▶ **Provided data**:
═══

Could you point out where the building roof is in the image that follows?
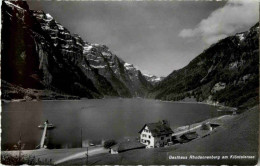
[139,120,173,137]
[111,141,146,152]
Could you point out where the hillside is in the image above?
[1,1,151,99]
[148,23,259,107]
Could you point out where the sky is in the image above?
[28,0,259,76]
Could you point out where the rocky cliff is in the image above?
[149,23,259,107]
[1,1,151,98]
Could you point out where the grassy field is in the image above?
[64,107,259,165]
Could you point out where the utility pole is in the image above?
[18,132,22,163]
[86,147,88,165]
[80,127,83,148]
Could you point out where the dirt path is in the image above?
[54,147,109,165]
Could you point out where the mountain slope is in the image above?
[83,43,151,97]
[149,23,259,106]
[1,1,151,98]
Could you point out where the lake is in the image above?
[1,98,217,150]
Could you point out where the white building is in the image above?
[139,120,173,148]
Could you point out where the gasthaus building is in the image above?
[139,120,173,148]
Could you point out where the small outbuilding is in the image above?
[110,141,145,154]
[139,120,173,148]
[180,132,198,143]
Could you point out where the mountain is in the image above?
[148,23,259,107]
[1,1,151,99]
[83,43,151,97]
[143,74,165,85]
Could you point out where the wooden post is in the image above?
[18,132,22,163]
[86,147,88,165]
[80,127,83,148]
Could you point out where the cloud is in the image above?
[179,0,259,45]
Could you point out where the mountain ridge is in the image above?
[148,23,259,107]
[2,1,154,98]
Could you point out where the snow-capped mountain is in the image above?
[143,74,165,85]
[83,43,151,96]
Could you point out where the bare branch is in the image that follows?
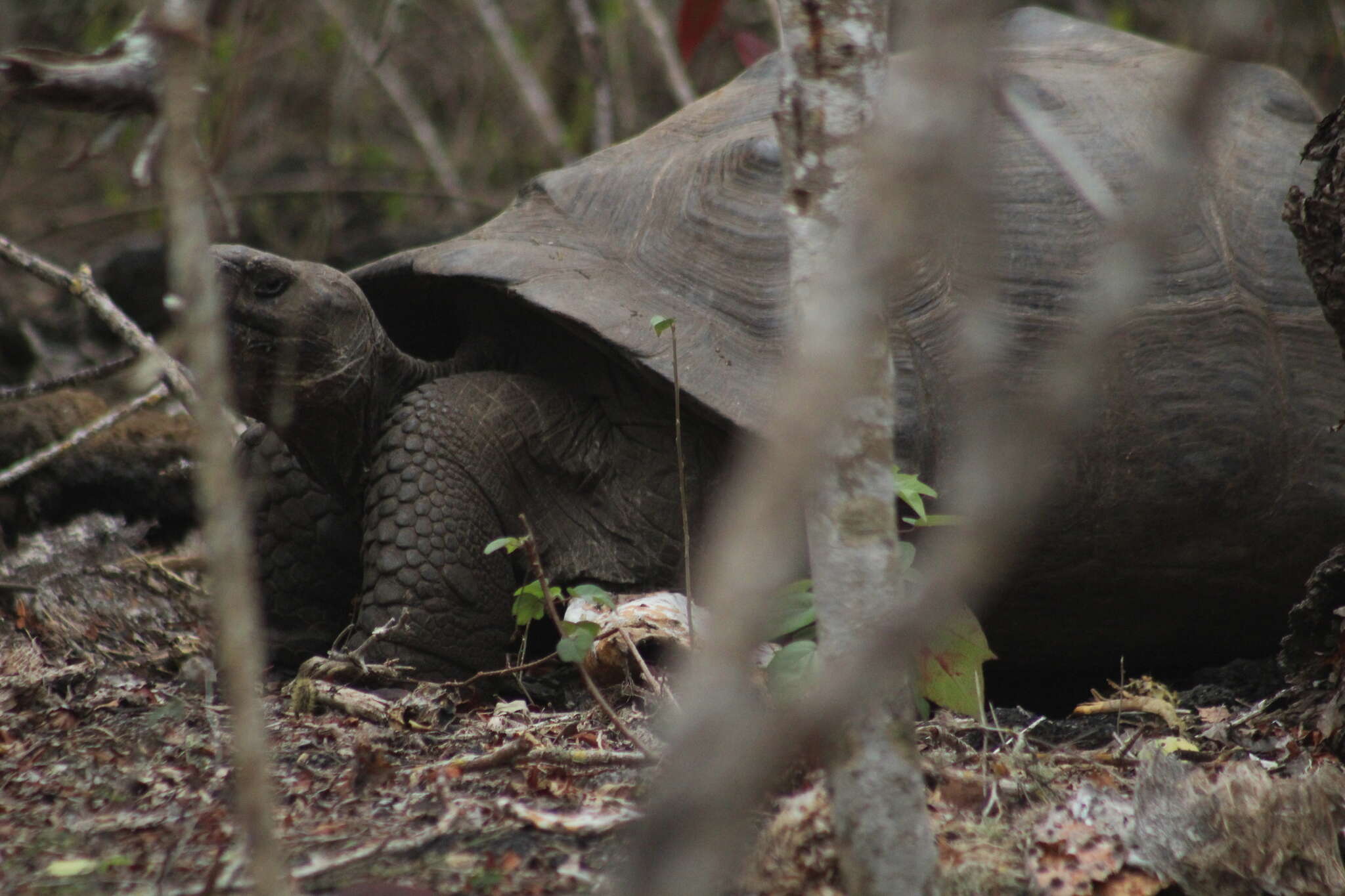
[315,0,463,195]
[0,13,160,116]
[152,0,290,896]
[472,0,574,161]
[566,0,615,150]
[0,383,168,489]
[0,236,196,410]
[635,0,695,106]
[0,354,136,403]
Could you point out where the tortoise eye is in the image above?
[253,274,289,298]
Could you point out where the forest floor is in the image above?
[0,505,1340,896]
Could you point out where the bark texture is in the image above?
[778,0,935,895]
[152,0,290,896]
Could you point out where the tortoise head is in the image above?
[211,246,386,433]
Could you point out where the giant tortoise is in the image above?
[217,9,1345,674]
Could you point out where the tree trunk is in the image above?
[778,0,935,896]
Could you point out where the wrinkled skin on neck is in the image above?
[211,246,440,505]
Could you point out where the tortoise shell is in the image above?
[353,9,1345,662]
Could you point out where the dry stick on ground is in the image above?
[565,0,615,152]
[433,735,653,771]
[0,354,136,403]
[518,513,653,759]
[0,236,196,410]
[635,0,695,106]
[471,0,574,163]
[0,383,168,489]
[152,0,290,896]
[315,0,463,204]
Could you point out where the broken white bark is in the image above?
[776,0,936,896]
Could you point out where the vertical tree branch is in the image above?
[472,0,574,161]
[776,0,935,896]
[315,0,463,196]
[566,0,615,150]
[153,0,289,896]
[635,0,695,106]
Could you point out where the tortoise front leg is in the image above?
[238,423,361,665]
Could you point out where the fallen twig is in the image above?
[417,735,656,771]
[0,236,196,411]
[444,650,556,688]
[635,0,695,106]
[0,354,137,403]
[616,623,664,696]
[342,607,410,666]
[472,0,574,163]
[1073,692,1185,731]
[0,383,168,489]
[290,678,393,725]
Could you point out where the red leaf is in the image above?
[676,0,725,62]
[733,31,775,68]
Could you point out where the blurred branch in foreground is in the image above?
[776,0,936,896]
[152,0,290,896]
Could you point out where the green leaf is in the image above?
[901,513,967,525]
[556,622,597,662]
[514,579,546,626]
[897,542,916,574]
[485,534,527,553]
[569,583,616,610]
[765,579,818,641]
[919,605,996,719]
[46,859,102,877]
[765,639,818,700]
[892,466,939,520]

═══

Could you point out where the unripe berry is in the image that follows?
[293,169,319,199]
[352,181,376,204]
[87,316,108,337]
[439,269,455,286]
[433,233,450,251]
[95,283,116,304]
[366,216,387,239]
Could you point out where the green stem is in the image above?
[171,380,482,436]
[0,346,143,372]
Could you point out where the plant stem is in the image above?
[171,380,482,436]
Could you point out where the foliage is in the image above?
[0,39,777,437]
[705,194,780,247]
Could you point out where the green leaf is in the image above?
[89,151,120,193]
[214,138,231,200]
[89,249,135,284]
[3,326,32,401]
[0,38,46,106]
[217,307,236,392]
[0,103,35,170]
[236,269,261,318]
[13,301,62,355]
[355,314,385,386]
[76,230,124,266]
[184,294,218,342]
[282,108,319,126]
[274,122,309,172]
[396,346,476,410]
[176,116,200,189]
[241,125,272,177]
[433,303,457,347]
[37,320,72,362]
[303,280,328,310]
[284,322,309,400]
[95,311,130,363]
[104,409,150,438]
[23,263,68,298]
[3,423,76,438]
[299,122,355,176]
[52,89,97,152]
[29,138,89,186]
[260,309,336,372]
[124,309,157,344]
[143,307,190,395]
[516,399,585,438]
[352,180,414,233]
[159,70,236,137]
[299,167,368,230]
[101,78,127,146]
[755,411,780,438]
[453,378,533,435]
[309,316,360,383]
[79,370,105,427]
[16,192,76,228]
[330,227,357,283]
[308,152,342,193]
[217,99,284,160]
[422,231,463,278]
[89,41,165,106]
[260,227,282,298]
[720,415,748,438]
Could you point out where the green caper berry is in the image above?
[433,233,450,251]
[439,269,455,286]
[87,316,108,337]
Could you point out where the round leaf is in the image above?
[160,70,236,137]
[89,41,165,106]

═══

▶ **Prompt**: Which lines of the records above contain the word "tree"? List every such line in full, counting only matches with the same capitalization.

▶ **Exercise solution**:
Could you point out where the tree trunk is in the image above?
Could you point out where the vertical tree branch is in the image above?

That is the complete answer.